# Given problem
Render the listing below as a JSON list of strings, one string for each line, leaving out any blank lines.

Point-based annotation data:
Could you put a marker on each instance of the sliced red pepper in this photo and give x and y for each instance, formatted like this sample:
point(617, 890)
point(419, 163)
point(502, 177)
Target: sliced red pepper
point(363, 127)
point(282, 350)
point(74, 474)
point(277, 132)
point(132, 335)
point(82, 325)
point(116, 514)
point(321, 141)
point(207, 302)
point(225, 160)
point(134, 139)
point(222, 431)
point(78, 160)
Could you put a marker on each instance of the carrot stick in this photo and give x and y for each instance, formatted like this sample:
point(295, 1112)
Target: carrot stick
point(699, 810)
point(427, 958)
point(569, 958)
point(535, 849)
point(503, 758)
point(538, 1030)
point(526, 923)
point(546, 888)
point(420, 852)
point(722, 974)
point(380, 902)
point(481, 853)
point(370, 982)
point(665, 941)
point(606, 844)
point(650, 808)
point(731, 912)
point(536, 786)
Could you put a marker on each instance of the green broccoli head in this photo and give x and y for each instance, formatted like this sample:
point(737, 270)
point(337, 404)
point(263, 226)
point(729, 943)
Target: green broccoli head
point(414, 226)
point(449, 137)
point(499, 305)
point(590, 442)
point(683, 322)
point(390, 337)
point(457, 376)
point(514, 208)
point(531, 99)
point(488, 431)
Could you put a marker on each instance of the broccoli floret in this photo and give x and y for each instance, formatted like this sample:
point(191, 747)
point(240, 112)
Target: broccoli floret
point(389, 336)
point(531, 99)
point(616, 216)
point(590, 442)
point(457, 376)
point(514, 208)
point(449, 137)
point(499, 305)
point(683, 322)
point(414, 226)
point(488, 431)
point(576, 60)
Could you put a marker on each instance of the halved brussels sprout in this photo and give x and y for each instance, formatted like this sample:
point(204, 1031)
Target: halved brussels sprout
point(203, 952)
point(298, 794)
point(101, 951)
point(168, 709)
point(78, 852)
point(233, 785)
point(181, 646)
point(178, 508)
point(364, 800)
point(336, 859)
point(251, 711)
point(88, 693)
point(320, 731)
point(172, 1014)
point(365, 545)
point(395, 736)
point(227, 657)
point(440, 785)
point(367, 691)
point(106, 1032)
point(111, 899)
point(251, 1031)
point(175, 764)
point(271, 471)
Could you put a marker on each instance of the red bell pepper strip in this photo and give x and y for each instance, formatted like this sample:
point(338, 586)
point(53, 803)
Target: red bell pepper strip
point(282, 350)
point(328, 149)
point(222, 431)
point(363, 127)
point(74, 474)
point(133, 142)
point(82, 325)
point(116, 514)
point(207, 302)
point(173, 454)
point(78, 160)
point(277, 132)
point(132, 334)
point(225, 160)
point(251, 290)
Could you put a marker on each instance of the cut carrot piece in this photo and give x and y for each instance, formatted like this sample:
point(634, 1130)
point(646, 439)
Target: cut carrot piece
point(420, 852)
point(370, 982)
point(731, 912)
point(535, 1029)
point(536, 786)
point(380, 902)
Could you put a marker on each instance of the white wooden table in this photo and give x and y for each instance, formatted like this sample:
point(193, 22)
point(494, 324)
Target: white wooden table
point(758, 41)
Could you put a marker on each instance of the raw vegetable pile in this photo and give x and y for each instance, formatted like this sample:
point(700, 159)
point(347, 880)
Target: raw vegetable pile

# Solution to this exercise
[
  "Could you put a marker on each instance of the sliced red pepper in this photo and give x and y for each instance, formatted like this sample:",
  "point(617, 890)",
  "point(419, 163)",
  "point(502, 177)",
  "Target: sliced red pepper",
  "point(363, 127)",
  "point(282, 350)",
  "point(74, 474)",
  "point(277, 132)",
  "point(132, 335)",
  "point(82, 325)",
  "point(116, 514)",
  "point(321, 141)",
  "point(207, 302)",
  "point(225, 160)",
  "point(134, 139)",
  "point(222, 431)",
  "point(78, 160)",
  "Could you put a marker on each instance of the carrot stick in this photo and give x and y for each instance, formatted like this sample:",
  "point(295, 1112)",
  "Target: carrot stick",
  "point(699, 810)",
  "point(427, 958)",
  "point(569, 958)",
  "point(535, 849)",
  "point(503, 758)",
  "point(538, 1030)",
  "point(526, 923)",
  "point(546, 888)",
  "point(420, 852)",
  "point(722, 974)",
  "point(380, 902)",
  "point(481, 853)",
  "point(370, 982)",
  "point(665, 941)",
  "point(606, 844)",
  "point(650, 808)",
  "point(731, 912)",
  "point(536, 786)",
  "Could you put a marker on each instance of the green broccoli head in this photo and give x and y for each instance, formatted like this sample:",
  "point(737, 270)",
  "point(337, 404)",
  "point(263, 226)",
  "point(729, 943)",
  "Target: green broccoli head",
  "point(414, 226)",
  "point(449, 137)",
  "point(499, 305)",
  "point(590, 442)",
  "point(683, 322)",
  "point(390, 337)",
  "point(457, 376)",
  "point(514, 208)",
  "point(531, 99)",
  "point(488, 431)",
  "Could you put a marker on each instance of the broccoli floret in this photo and give x and y for each instance, formatted like this sample:",
  "point(191, 747)",
  "point(240, 112)",
  "Target: broccoli floret",
  "point(389, 336)",
  "point(531, 99)",
  "point(616, 216)",
  "point(590, 442)",
  "point(457, 376)",
  "point(514, 208)",
  "point(449, 137)",
  "point(499, 305)",
  "point(683, 322)",
  "point(414, 226)",
  "point(488, 431)",
  "point(576, 60)",
  "Could you put a marker on each instance of the halved brussels sprout in this photo and give x and y for each instance, formatted like this sample:",
  "point(204, 1031)",
  "Target: halved brussels sprout",
  "point(203, 952)",
  "point(298, 794)",
  "point(101, 951)",
  "point(168, 709)",
  "point(78, 852)",
  "point(233, 785)",
  "point(181, 646)",
  "point(178, 508)",
  "point(364, 800)",
  "point(336, 859)",
  "point(251, 711)",
  "point(88, 693)",
  "point(320, 731)",
  "point(172, 1014)",
  "point(365, 545)",
  "point(395, 736)",
  "point(227, 657)",
  "point(440, 785)",
  "point(367, 691)",
  "point(106, 1032)",
  "point(111, 899)",
  "point(251, 1031)",
  "point(175, 764)",
  "point(271, 471)",
  "Could you put a marker on each instance of the red bell pepper strip in this photo and give x and y for each instance, formatted like this sample:",
  "point(338, 586)",
  "point(53, 803)",
  "Target: red bell pepper strip",
  "point(282, 350)",
  "point(328, 149)",
  "point(222, 431)",
  "point(363, 127)",
  "point(74, 474)",
  "point(133, 142)",
  "point(82, 325)",
  "point(116, 514)",
  "point(207, 302)",
  "point(173, 454)",
  "point(78, 160)",
  "point(277, 132)",
  "point(132, 334)",
  "point(225, 160)",
  "point(251, 290)",
  "Could you put a marker on each instance of the cut carrot piece in this photo and give x and y for each instance, formatted like this sample:",
  "point(634, 1130)",
  "point(646, 439)",
  "Target: cut carrot piece",
  "point(420, 852)",
  "point(370, 982)",
  "point(731, 912)",
  "point(535, 1029)",
  "point(536, 786)",
  "point(380, 902)",
  "Could you put a marker on each instance of the white wooden table in this photo and give x and y for each instance, formatted like this sample:",
  "point(193, 22)",
  "point(494, 324)",
  "Target: white wooden table",
  "point(758, 41)",
  "Could you put a marker on each instance of the raw vegetable pile in this photo and give x and y for each instance, formatted like this sample:",
  "point(700, 159)",
  "point(347, 880)",
  "Target: raw vegetable pile"
]